• [Short problem 1] In the records, change "sample run" to "example run" from the first line up to and including the line with "Return the mask of every instance of the barn.", and give those lines back with nothing else altered.

United States District Court, N.D. Illinois, Eastern Division

August 5, 2019

JOHNNY SPEARS, Petitioner,
FRANK LAWRENCE, Acting Warden, Menard Correctional Center, Respondent.



         Johnny Spears has filed a petition for a writ of habeas corpus pursuant to 28 U.S.C. § 2254, as amended by the Antiterrorism and Effective Death Penalty Act of 1996 (“AEDPA”). Frank Lawrence, [1] Acting Warden of Menard Correctional Center (“Respondent”), contends that Spears's claims are procedurally defaulted, meritless, or noncognizable. For the following reasons, the petition [1] is denied.

         Factual Background [2]

         Spears was charged and convicted of the murder of Octavious Dandridge, which occurred at the intersection of Chicago and St. Louis Avenues in Chicago, Illinois, on April 22, 2008. Resp't Ex. A at 2. On that day, Spears, Charles Munyi, Owen Turner, and Rodney Turner[3] walked Spears's stepbrother Jerrell Dillard to a nearby bus stop. Id. at 2, 9. As they walked back, they encountered Dandridge and his friend Deon Richard. Id. at 2. Spears and Dandridge got into a verbal altercation, and Dandridge was shot. Id.

         At trial, the State's case rested on four witnesses who identified Spears as the shooter-Munyi, Richard, Owen, and DeAngelo Jones. Id. at 3-9. Munyi, however, was the only witness who gave a positive identification at trial; Richard, Owen, and Jones all recanted their prior statements accusing Spears of the murder. Id. Accordingly, the State called as witnesses several police officers and prosecutors to prove up the prior inconsistent statements identifying Spears. Id. The defense, by contrast, theorized that Munyi was the shooter, and attempted to prove that fact through cross-examination of the State's witnesses. Id. at 2. The defense also called Dillard to support its theory. Id. at 9-10.

         I. Richard's Testimony and Prior Inconsistent Statements

         Richard testified that he met with police and an Assistant State's Attorney (“ASA”) on April 24, 2008. Id. at 3. At that time, Richard made a statement, which the ASA recorded and Richard signed. Id. According to that statement, Richard and Dandridge were standing near the intersection of Chicago and St. Louis Avenues when Richard saw two men pass by. Id. One, whom Richard referred to as “Shorty, ” asked Dandridge “what did he say, ” and when Dandridge responded that he was not looking for trouble, an argument ensued. Id. Shorty then grabbed a black gun from his waistband and shot at Dandridge. Id. Dandridge ran, but Shorty pursued him and shot seven or eight more times, hitting Dandridge in the back and neck. Id. At the time he gave the statement, Richard identified Spears as the shooter from a photo array, and identified Dillard as Spears's companion. Id. at 3-4. Richard was familiar with Spears and knew that Spears lived in the area. Id. at 4.

• [Short problem 2] According to the court opinion, on what date did Richard meet with police and an Assistant State's Attorney?

• [Information given]
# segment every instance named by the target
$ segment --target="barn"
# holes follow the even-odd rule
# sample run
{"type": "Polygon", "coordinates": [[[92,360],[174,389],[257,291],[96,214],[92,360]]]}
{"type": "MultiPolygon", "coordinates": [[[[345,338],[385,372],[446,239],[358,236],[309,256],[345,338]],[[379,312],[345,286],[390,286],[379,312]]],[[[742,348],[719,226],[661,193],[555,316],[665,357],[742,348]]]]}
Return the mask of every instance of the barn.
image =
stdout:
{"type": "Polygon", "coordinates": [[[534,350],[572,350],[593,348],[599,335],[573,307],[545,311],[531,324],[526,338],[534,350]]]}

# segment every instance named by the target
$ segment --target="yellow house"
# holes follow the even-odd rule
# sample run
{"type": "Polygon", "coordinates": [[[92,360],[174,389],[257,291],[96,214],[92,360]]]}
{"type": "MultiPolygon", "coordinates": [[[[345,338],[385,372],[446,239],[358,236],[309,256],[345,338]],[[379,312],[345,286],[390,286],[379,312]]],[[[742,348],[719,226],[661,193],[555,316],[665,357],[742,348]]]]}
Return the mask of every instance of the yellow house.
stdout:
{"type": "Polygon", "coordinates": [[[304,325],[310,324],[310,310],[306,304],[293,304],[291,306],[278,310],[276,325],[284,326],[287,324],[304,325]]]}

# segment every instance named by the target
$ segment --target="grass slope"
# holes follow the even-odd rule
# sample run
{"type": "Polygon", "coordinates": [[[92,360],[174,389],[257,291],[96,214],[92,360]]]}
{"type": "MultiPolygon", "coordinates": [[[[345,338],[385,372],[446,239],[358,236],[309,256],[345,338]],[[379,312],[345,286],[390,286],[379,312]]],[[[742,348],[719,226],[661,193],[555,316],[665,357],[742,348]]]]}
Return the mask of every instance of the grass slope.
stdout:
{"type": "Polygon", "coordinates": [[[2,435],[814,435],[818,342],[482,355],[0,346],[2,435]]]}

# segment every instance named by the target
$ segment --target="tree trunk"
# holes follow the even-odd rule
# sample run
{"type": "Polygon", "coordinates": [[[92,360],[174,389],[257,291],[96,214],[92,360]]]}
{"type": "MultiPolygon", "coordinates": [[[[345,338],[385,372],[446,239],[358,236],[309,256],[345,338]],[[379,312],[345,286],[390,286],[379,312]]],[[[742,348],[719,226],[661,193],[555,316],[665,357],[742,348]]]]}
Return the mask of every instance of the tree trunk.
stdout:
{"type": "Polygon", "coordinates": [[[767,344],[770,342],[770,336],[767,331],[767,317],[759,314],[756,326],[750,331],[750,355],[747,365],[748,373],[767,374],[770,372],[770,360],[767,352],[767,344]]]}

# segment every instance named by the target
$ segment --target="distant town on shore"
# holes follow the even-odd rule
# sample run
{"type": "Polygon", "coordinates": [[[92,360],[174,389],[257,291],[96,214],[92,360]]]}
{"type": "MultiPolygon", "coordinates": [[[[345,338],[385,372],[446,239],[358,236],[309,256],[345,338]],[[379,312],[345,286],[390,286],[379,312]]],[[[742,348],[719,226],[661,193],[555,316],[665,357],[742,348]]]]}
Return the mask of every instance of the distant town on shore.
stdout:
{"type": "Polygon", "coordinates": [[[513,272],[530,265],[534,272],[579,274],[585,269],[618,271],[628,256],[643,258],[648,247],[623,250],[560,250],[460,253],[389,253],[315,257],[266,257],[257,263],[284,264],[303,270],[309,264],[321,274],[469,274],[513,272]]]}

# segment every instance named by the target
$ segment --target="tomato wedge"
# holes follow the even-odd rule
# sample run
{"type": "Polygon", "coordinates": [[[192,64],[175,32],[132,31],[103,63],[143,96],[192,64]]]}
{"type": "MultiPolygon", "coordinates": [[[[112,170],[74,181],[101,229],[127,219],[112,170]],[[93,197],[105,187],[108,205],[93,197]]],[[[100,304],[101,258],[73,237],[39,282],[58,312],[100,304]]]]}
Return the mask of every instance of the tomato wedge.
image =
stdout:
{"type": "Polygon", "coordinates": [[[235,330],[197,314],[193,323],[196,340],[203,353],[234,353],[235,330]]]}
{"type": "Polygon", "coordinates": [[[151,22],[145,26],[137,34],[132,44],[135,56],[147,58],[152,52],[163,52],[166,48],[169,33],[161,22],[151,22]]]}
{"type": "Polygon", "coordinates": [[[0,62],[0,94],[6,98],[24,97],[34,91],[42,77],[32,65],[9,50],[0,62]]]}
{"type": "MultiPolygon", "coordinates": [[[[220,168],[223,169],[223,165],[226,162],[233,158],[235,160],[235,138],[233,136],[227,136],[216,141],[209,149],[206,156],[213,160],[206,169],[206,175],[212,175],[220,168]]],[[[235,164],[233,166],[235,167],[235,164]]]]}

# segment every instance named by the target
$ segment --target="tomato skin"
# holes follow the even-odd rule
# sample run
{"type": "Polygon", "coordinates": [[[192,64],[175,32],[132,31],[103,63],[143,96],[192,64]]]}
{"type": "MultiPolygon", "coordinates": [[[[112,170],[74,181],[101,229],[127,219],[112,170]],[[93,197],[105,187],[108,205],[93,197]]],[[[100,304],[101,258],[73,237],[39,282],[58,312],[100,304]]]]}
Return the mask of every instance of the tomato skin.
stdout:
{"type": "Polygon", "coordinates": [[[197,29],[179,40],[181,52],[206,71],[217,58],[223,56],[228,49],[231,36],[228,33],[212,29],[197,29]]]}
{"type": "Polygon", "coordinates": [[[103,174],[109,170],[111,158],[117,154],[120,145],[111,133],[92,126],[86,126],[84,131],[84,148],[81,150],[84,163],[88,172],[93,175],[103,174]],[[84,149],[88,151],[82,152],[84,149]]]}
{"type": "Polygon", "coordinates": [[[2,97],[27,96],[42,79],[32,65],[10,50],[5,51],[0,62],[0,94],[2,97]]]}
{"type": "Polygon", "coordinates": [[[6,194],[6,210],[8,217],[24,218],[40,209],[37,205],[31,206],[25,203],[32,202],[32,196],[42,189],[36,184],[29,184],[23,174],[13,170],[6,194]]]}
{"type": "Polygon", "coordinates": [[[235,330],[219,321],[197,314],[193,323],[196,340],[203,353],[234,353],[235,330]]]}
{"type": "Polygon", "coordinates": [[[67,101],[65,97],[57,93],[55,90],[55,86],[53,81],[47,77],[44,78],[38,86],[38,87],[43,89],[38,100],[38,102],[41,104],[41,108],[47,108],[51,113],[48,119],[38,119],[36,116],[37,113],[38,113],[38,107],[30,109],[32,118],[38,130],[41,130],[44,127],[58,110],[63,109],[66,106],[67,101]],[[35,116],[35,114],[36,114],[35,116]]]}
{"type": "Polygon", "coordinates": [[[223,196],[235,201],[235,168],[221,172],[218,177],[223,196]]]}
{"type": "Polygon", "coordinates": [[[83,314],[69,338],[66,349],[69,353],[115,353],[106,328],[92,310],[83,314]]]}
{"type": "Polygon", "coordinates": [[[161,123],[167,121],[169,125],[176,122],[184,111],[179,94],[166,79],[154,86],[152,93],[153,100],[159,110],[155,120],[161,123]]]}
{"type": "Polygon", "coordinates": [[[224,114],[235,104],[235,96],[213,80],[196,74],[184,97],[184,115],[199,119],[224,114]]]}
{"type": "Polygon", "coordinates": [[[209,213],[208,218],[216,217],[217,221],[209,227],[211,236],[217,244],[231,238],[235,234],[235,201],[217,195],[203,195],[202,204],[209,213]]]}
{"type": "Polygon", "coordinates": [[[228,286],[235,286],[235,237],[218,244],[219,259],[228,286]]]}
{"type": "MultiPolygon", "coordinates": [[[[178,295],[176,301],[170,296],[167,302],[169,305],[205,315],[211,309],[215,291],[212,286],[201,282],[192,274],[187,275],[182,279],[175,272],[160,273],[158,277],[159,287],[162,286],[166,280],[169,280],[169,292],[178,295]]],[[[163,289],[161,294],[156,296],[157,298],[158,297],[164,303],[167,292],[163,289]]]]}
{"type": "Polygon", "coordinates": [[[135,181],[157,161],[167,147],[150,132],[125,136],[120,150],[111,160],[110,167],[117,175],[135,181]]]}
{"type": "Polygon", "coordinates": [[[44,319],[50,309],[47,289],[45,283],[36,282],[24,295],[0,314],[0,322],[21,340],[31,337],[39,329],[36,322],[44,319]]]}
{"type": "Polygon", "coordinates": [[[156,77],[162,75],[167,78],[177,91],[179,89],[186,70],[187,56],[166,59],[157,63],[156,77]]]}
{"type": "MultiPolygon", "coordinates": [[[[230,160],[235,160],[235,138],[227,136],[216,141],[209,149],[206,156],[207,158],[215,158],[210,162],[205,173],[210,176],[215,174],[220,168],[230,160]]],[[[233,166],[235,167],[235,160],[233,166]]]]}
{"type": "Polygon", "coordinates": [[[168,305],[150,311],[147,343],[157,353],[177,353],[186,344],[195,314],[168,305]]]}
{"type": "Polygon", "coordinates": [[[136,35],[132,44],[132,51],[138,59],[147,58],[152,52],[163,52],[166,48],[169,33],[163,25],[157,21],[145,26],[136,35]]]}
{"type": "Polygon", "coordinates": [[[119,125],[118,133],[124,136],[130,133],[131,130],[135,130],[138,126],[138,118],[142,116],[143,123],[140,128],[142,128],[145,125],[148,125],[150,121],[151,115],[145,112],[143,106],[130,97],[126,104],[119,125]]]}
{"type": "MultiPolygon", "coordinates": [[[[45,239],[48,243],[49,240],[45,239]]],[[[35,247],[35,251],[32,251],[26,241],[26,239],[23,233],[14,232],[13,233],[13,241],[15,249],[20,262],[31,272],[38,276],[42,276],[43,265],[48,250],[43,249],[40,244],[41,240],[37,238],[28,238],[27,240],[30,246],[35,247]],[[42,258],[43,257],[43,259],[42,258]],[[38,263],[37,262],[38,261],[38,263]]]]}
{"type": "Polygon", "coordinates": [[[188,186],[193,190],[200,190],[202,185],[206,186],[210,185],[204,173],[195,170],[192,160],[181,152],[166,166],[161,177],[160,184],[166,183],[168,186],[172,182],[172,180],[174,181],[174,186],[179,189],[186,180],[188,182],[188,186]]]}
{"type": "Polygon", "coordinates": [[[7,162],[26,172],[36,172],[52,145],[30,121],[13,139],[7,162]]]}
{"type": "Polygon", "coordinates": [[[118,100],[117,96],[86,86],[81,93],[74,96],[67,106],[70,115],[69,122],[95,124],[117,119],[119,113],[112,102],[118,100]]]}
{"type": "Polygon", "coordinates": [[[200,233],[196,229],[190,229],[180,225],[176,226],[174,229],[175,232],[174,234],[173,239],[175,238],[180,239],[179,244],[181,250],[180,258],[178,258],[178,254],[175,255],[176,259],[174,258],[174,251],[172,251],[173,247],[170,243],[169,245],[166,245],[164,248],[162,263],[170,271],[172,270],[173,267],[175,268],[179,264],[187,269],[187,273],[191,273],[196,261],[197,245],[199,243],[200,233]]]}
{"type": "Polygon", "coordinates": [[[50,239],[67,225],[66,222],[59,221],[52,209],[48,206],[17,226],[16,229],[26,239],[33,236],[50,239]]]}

• [Complete output 1]
# segment every instance named by the target
$ segment --target="barn"
# holes follow the even-odd rule
# example run
{"type": "Polygon", "coordinates": [[[92,360],[174,389],[257,291],[96,214],[92,360]]]}
{"type": "MultiPolygon", "coordinates": [[[[345,338],[385,372],[446,239],[358,236],[309,256],[345,338]],[[379,312],[345,286],[390,286],[379,312]]],[[[742,348],[719,226],[661,193],[555,316],[665,357],[742,348]]]]}
Return the mask of every instance of the barn.

• [Complete output 2] April 24, 2008